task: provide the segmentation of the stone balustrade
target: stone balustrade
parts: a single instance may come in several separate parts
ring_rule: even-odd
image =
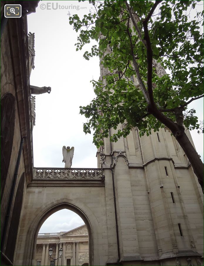
[[[33,179],[100,180],[104,183],[103,170],[100,168],[34,168]]]

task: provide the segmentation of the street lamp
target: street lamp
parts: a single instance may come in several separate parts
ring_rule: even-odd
● ● ● ●
Copy out all of the lines above word for word, leaving out the pictures.

task: provide the segmentation of the stone balustrade
target: stone balustrade
parts: a single instance may come in several separate parts
ring_rule: even-odd
image =
[[[33,179],[100,180],[104,183],[103,170],[100,168],[34,168]]]

task: provide the segmentation of the street lamp
target: street lamp
parts: a single instance may come in several separate parts
ring_rule: even-odd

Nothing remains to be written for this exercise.